Exercise prompt:
Turn each line of all the items below into a JSON list of strings, one string per line, leaving out any blank lines.

#####

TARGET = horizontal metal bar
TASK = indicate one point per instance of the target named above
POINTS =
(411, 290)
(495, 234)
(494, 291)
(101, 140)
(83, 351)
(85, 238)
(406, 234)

#####

Expected answer:
[
  "TARGET = horizontal metal bar",
  "TASK = indicate one point per instance of the target named above",
  "POINTS =",
  "(411, 290)",
  "(495, 234)",
  "(494, 291)",
  "(101, 140)",
  "(83, 351)",
  "(85, 238)",
  "(406, 234)"
]